Zu erstellen: Geben Sie aus dem Auszug über Kunstbeiträge zur Revolution von 1848/49 den Abschnitt wortgetreu wieder, der mit den Worten „Der größere Teil“ beginnt und mit „auf die Sprünge.“ schließt.

Auszug:
::::::::

Unter den künstlerischen Beiträgen zu Günter Westermanns Projekt einer "Revolution in der Box" findet sich eine ganze Gruppe von Künstlerinnen und Künstlern, die bewußt auf die revolutionären Ereignisse der Jahre 1848/49 im deutschen Südwesten Bezug nehmen.
Johannes Grützke darf mittlerweile als Fachmann für die Darstellung der Ereignisse von 1848/49 gelten, hat er doch der deutschen Revolution mit seinem Bilderfries "Zug der Volksvertreter" für die Frankfurter Paulskirche bereits von offizieller Seite ein großformatiges, wenn auch sperriges Denkmal gesetzt und im Auftrag der Stadt Konstanz ein ebenfalls raumfüllendes, dem badischen Volks- und Revolutionshelden Friedrich Hecker gewidmetes Wandbild entworfen. Für Günter Westermann machte er die Badische Revolution im Format von 13 x 17 x 5 Zentimeter erneut zum "Gegenstand der Betrachtung". Die Revolution, hier symbolisiert durch ein schwarzes Papierknäuel, erinnert an ein fernes, abstrahiertes Zitat seiner Aphrodite aus dem Frankfurter Paulskirchenfries. Grützke macht sie zum Objekt seines von oben herab geführten, zutiefst abschätzigen männlichen Blickes: Eine Betrachtungsweise, die im übrigen genau dem überheblichen Blickwinkel entspricht, den spätere Generationen so oft bei der Bewertung der Revolution von 1848 an den Tag gelegt haben, und eine Betrachtungsweise, die treffend das gespaltene Verhältnis der Deutschen zu diesem Aspekt ihrer Nationalgeschichte charakterisiert.
Auch Friederike und Jens Hogh-Binder nähern sich dem Thema auf komplexe und vielschichtige Art. Auf einer aus zwei Westermann-Boxen gefertigten Hülle eines imaginären Videobandes zum 150. Jahrestag der Revolution glaubt man links oben gerade noch einen Zipfel vom Mantel der Geschichte erhaschen zu können. Doch der "Stoff für Geschichte(n)", so der Titel dieser Arbeit, offenbart sich nicht ohne eigene Anstrengung. Das Video kann, wenn überhaupt, nur vor unserem inneren Auge abgespielt werden. Der Betrachter bleibt mit seinem bruchstückhaften Wissen auf sich gestellt. Geschichte - hier wird sie als aktiver Denkprozeß eingefordert.
Der größere Teil der Beiträge knüpft thematisch jedoch direkt an die Badische Revolution der Jahre 1848/49 an und hilft damit auch unserem historischen Erinnerungsvermögen auf die Sprünge.

::::::::

Rohdaten:
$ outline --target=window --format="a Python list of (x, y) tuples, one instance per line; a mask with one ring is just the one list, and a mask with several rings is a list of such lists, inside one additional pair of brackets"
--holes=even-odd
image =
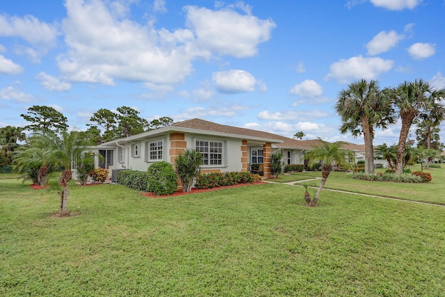
[(196, 150), (202, 154), (202, 165), (222, 165), (222, 142), (196, 141)]
[(140, 152), (139, 151), (139, 143), (131, 145), (131, 156), (134, 158), (138, 158), (140, 156)]
[(263, 163), (263, 149), (252, 149), (252, 163)]
[(163, 147), (162, 140), (147, 143), (147, 161), (162, 160)]
[(118, 162), (124, 163), (124, 147), (118, 148)]

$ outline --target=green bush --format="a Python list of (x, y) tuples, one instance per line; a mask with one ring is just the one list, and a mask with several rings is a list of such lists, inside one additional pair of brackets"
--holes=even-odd
[(149, 192), (147, 172), (122, 170), (118, 173), (118, 182), (123, 186), (143, 192)]
[(414, 171), (412, 172), (412, 175), (419, 177), (422, 179), (423, 182), (430, 182), (432, 180), (431, 173), (424, 172), (423, 171)]
[(76, 162), (77, 180), (80, 184), (86, 184), (86, 180), (90, 172), (95, 170), (95, 159), (90, 156), (79, 159)]
[(418, 184), (423, 182), (420, 177), (407, 174), (396, 175), (394, 173), (373, 173), (364, 172), (355, 173), (353, 178), (355, 179), (366, 180), (370, 182), (394, 182)]
[(147, 170), (148, 191), (154, 195), (171, 195), (178, 189), (176, 174), (172, 164), (164, 161), (155, 163)]
[(285, 172), (301, 172), (305, 170), (305, 166), (303, 164), (289, 164), (284, 166)]
[(275, 178), (278, 177), (283, 167), (282, 152), (274, 152), (270, 156), (270, 174)]

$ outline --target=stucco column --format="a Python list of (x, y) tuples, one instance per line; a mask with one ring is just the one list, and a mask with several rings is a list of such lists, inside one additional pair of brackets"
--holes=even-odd
[(242, 141), (241, 143), (241, 171), (248, 171), (248, 141)]
[(266, 143), (263, 145), (263, 168), (264, 178), (270, 178), (270, 156), (272, 155), (272, 143)]

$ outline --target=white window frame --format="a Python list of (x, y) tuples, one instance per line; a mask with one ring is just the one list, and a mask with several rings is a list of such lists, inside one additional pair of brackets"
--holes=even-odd
[[(161, 145), (159, 145), (159, 143)], [(161, 146), (161, 148), (159, 148)], [(152, 150), (154, 147), (154, 150)], [(154, 152), (156, 154), (156, 157), (153, 158), (152, 152)], [(161, 156), (159, 156), (161, 155)], [(163, 160), (164, 158), (164, 140), (156, 139), (155, 141), (147, 141), (145, 143), (145, 161), (147, 162), (157, 162), (159, 161)]]
[[(259, 151), (261, 152), (261, 155), (259, 154)], [(254, 158), (255, 158), (256, 161), (254, 161)], [(261, 162), (259, 161), (259, 158), (261, 158)], [(264, 163), (264, 152), (263, 147), (252, 147), (250, 150), (250, 159), (252, 160), (252, 164), (262, 164)]]
[(140, 157), (140, 145), (139, 143), (131, 145), (131, 156), (134, 158)]
[[(222, 140), (195, 138), (195, 149), (202, 154), (202, 167), (225, 167), (226, 162), (226, 141)], [(218, 146), (215, 146), (217, 143)], [(207, 150), (206, 150), (207, 149)], [(215, 151), (216, 150), (216, 152)], [(217, 155), (217, 156), (215, 156)], [(216, 156), (216, 158), (215, 157)], [(218, 158), (218, 156), (220, 156)], [(216, 161), (216, 163), (215, 163)], [(213, 163), (213, 164), (211, 163)]]

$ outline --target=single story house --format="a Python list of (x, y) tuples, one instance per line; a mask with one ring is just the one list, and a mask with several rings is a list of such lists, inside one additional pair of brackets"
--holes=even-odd
[[(305, 152), (317, 144), (318, 140), (300, 141), (194, 118), (102, 143), (94, 147), (94, 151), (102, 156), (96, 158), (97, 167), (110, 170), (114, 180), (120, 170), (146, 171), (160, 161), (173, 163), (186, 148), (202, 153), (203, 172), (248, 171), (252, 164), (260, 163), (267, 178), (270, 177), (273, 152), (282, 151), (284, 164), (302, 164)], [(360, 149), (354, 150), (363, 158)]]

::::::::

Aufgabenlösung:
Der größere Teil der Beiträge knüpft thematisch jedoch direkt an die Badische Revolution der Jahre 1848/49 an und hilft damit auch unserem historischen Erinnerungsvermögen auf die Sprünge.